Effort melts John Willcock College teacher Lynn Bowron’s heart
At John Willcock College they affectionately call humanities teacher and cancer survivor Lynn Bowron “Nana,” and “Chef” because she started a breakfast program for children who were coming to school hungry.
Last week, the beloved Nana Bowron was handed a token of appreciation when students walked in the annual Relay for Life and raised more than $2000 for Cancer Council WA.
For the 63-year-old, the gesture was heartwarming.
“My diagnosis was just out of the blue,” she said.
“It was about 10 years ago, I had been living on a farm in Dongara.
“The problem was originally thought to be my gall bladder but no, I had kidney cancer.
“My sister-in-law actually died from cancer of the stomach at age 38.
“I’ve got five kids. It’s been a tough journey, but I completed my art degree, my bachelor of education ... You never know with these things, but I sort of like to think I’m recovered.
“I’ve been very lucky and I’m very grateful.”
John Willcock College has organised a Relay for Life team for the past two years.
Co-ordinator Jo Crothers said at least two people on the 14-strong team had immediate family who were battling cancer or had succumbed to the disease.
Students who did not participate in the walk were given an unusual way to show their support recently, after staff organised an “ice bucket” event at school.

(Extracted records)
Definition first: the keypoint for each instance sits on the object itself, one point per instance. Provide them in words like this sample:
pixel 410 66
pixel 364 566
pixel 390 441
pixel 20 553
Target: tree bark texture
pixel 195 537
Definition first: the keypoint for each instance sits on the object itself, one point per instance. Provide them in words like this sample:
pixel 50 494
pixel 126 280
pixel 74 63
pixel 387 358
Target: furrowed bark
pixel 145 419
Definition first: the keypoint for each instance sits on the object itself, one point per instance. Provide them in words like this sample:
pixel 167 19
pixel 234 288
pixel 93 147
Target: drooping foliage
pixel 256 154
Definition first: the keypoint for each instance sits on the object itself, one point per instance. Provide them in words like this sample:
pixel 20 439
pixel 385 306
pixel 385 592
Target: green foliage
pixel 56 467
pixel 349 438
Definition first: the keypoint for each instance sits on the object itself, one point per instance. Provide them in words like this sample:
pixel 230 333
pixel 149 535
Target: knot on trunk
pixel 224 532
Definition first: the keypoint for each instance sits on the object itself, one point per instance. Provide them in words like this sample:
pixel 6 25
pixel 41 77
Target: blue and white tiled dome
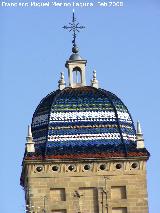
pixel 82 122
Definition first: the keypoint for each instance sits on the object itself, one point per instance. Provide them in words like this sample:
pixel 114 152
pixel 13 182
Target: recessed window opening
pixel 77 75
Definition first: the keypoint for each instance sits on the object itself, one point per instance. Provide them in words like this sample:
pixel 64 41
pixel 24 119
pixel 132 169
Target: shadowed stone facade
pixel 83 154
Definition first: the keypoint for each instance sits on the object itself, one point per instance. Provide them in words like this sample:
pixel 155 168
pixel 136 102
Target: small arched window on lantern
pixel 77 76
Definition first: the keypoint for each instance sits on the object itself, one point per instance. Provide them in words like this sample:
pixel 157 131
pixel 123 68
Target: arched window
pixel 77 79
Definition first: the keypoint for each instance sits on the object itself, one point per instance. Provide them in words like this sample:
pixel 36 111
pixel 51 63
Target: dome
pixel 82 122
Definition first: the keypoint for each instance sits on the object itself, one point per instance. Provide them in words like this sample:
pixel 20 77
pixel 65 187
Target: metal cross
pixel 74 26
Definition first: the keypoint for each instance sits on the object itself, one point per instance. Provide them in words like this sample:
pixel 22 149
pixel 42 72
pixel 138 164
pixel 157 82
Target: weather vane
pixel 74 26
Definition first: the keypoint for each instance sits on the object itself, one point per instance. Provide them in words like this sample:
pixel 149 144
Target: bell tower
pixel 75 64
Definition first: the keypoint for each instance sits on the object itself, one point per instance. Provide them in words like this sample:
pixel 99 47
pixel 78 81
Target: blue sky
pixel 122 44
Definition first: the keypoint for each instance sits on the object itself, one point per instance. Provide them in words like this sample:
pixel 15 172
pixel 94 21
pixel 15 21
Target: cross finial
pixel 75 28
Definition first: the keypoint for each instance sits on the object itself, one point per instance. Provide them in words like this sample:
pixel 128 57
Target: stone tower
pixel 83 154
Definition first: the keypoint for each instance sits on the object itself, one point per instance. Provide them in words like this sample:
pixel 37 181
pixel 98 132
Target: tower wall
pixel 120 187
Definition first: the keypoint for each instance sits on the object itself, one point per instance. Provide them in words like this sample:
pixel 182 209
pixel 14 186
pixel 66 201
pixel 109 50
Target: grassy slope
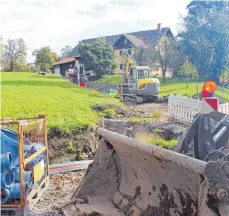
pixel 67 106
pixel 172 86
pixel 114 79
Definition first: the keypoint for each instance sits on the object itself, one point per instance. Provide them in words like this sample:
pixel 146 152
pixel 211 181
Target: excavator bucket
pixel 129 177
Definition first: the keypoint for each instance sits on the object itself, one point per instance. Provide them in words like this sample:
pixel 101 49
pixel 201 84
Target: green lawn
pixel 113 79
pixel 172 86
pixel 68 107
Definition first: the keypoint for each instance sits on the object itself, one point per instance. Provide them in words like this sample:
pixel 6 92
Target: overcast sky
pixel 65 22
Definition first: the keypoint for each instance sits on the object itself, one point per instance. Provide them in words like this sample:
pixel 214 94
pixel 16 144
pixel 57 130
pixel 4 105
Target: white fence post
pixel 183 108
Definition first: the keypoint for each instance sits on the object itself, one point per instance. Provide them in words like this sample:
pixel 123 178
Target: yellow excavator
pixel 138 86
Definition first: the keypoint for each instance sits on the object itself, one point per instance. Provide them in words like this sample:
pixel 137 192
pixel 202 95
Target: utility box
pixel 24 163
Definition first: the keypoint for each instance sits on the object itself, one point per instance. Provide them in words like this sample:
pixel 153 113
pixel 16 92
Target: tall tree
pixel 45 58
pixel 164 54
pixel 14 53
pixel 205 38
pixel 98 56
pixel 66 51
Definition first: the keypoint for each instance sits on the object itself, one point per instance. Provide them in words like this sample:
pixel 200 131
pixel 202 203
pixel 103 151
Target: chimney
pixel 159 26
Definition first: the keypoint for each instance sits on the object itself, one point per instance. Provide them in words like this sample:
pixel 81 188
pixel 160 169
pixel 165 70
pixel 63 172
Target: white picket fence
pixel 184 109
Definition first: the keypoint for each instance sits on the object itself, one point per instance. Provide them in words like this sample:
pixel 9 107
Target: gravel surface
pixel 61 188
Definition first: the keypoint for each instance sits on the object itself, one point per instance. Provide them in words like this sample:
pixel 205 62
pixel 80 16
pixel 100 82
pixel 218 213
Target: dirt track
pixel 62 186
pixel 59 191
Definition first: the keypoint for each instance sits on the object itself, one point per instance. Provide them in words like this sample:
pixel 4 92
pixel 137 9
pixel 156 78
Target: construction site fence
pixel 184 109
pixel 24 161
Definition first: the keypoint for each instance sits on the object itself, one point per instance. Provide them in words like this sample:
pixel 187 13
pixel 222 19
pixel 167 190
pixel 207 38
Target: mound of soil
pixel 75 147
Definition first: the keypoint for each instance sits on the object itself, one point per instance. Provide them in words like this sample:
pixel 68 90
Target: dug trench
pixel 137 121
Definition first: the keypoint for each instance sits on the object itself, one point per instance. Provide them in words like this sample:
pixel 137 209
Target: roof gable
pixel 64 60
pixel 149 37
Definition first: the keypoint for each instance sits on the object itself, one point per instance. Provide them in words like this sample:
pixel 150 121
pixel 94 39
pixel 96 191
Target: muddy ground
pixel 139 117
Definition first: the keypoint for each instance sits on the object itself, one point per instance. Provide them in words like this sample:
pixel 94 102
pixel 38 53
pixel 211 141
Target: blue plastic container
pixel 5 195
pixel 6 161
pixel 7 179
pixel 15 190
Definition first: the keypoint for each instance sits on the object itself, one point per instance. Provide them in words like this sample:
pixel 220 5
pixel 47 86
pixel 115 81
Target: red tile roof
pixel 64 60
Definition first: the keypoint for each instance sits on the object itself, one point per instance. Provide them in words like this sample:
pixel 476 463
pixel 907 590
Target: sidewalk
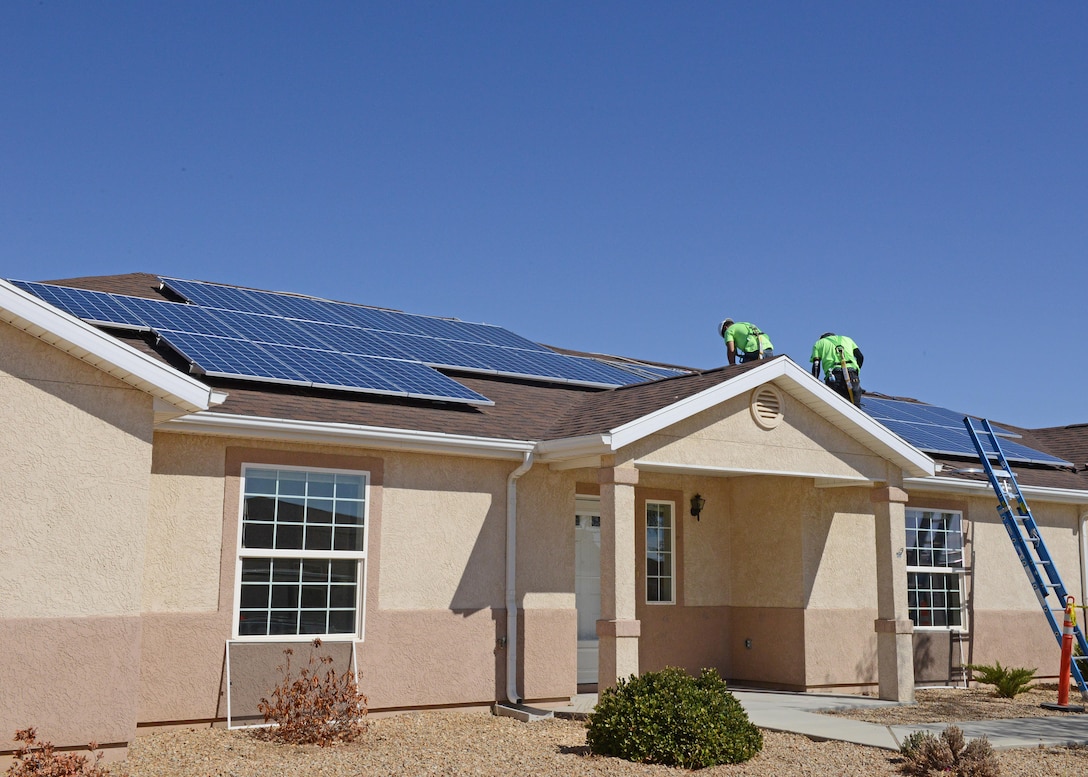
pixel 799 713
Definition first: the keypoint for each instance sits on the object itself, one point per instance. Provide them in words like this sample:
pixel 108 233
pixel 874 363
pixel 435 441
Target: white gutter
pixel 511 578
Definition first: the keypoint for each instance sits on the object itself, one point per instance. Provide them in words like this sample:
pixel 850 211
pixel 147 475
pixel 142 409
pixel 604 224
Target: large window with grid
pixel 935 568
pixel 303 552
pixel 660 556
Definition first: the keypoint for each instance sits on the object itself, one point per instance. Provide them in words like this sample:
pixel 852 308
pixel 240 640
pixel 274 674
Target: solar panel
pixel 94 307
pixel 939 430
pixel 232 332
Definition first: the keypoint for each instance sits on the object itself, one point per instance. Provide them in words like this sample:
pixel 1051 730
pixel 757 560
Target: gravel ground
pixel 479 743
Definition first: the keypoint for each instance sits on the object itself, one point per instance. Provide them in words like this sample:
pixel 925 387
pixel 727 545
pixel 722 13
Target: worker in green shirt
pixel 744 340
pixel 841 360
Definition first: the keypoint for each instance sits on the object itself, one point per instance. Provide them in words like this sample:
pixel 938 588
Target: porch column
pixel 893 627
pixel 618 629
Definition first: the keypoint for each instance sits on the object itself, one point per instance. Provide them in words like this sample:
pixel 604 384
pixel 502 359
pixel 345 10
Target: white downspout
pixel 1084 563
pixel 511 578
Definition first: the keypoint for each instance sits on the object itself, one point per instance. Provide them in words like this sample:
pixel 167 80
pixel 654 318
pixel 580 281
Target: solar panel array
pixel 939 430
pixel 239 333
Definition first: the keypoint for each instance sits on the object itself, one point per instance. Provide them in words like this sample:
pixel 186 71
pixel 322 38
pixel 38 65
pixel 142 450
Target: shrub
pixel 1008 681
pixel 669 717
pixel 36 759
pixel 308 708
pixel 926 754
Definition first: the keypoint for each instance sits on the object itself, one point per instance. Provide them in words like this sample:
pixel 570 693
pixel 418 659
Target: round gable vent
pixel 767 406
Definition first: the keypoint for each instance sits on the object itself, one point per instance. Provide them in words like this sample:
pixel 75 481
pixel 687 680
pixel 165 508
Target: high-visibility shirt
pixel 827 352
pixel 748 337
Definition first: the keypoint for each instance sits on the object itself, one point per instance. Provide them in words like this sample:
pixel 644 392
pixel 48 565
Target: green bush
pixel 669 717
pixel 951 754
pixel 1008 681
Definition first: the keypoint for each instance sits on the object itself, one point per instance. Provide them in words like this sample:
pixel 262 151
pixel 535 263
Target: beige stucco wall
pixel 75 457
pixel 728 436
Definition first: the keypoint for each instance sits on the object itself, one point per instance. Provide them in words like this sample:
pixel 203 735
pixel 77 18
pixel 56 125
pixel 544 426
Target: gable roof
pixel 176 392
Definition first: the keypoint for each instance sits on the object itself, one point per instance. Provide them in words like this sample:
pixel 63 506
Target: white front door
pixel 588 584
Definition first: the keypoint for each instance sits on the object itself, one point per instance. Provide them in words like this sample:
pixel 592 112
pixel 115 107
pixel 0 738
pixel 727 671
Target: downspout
pixel 511 578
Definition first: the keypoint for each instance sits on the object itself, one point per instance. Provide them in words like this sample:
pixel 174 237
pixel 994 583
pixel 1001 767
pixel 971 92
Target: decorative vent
pixel 767 406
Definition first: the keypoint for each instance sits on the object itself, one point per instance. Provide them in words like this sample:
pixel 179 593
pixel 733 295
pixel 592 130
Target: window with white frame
pixel 301 553
pixel 660 555
pixel 935 568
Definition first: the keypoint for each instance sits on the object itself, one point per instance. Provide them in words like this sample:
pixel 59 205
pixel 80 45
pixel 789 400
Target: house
pixel 197 475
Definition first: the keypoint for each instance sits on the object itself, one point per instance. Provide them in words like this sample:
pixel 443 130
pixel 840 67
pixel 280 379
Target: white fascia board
pixel 575 447
pixel 348 434
pixel 807 390
pixel 824 480
pixel 87 343
pixel 976 488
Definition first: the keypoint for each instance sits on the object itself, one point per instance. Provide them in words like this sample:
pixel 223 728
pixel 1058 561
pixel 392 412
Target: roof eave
pixel 176 392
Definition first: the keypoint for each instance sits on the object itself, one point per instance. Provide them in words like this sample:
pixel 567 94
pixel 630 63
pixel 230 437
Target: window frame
pixel 960 572
pixel 360 557
pixel 671 552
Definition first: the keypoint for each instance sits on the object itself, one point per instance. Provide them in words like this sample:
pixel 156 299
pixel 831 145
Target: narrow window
pixel 303 552
pixel 659 553
pixel 935 569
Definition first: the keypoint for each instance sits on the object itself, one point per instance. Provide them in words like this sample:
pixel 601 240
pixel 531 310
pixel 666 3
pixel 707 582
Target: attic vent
pixel 767 406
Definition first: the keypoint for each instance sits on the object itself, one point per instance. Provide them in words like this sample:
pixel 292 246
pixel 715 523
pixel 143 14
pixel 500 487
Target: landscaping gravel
pixel 480 743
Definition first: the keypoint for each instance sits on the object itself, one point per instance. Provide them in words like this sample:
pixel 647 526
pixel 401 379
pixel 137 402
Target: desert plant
pixel 950 754
pixel 36 759
pixel 1008 681
pixel 310 708
pixel 669 717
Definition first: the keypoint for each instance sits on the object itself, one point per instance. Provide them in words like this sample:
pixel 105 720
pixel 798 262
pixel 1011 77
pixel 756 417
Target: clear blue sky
pixel 610 176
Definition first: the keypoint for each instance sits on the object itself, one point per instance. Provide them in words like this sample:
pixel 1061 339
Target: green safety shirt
pixel 743 335
pixel 826 350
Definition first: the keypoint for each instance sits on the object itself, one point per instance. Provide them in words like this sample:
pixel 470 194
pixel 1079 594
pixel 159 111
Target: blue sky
pixel 609 176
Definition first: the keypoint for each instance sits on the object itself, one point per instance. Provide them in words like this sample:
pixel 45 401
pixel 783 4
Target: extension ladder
pixel 1029 546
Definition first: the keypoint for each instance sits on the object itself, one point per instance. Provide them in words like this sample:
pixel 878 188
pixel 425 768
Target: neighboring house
pixel 507 527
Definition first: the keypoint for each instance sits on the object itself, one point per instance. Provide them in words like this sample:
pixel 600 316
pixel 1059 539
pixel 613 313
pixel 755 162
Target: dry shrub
pixel 36 759
pixel 951 755
pixel 310 708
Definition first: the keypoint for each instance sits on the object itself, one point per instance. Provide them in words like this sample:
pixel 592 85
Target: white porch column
pixel 618 629
pixel 893 627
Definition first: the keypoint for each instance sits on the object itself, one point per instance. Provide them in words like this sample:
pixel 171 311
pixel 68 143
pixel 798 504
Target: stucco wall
pixel 75 458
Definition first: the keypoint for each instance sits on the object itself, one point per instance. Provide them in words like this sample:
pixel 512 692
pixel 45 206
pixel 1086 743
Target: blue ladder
pixel 1028 542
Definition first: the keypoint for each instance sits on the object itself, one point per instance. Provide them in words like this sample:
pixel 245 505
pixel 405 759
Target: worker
pixel 744 341
pixel 841 360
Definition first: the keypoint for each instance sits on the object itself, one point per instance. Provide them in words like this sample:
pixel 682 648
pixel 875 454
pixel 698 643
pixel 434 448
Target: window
pixel 659 554
pixel 303 551
pixel 935 570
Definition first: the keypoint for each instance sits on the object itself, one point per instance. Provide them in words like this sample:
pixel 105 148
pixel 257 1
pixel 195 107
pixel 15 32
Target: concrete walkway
pixel 800 713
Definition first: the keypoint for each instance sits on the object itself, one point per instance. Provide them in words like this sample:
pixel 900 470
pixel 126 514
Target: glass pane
pixel 257 535
pixel 292 483
pixel 260 481
pixel 343 571
pixel 319 512
pixel 252 624
pixel 342 623
pixel 319 538
pixel 255 569
pixel 320 484
pixel 312 621
pixel 259 508
pixel 349 486
pixel 288 537
pixel 285 596
pixel 254 596
pixel 314 571
pixel 348 538
pixel 291 510
pixel 285 570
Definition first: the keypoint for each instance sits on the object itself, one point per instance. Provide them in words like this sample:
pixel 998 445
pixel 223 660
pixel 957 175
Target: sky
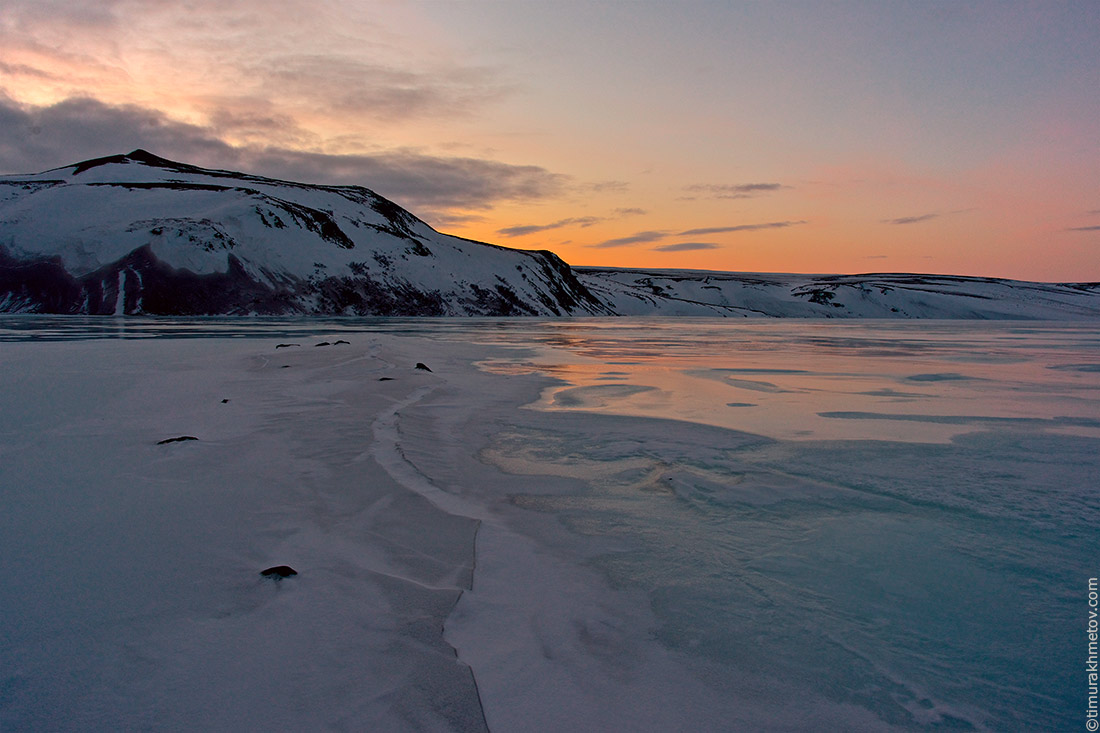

_Problem_
In the article about Lynn Bowron, turn the paragraph beginning "Last week, the beloved Nana Bowron" into a short list that keeps its main facts. The listing is separate material and is not part of the article about Lynn Bowron.

_Solution_
- Last week, students walked in the annual Relay for Life.
- They raised more than $2000 for Cancer Council WA.
- This was a token of appreciation for Lynn Bowron, known as Nana.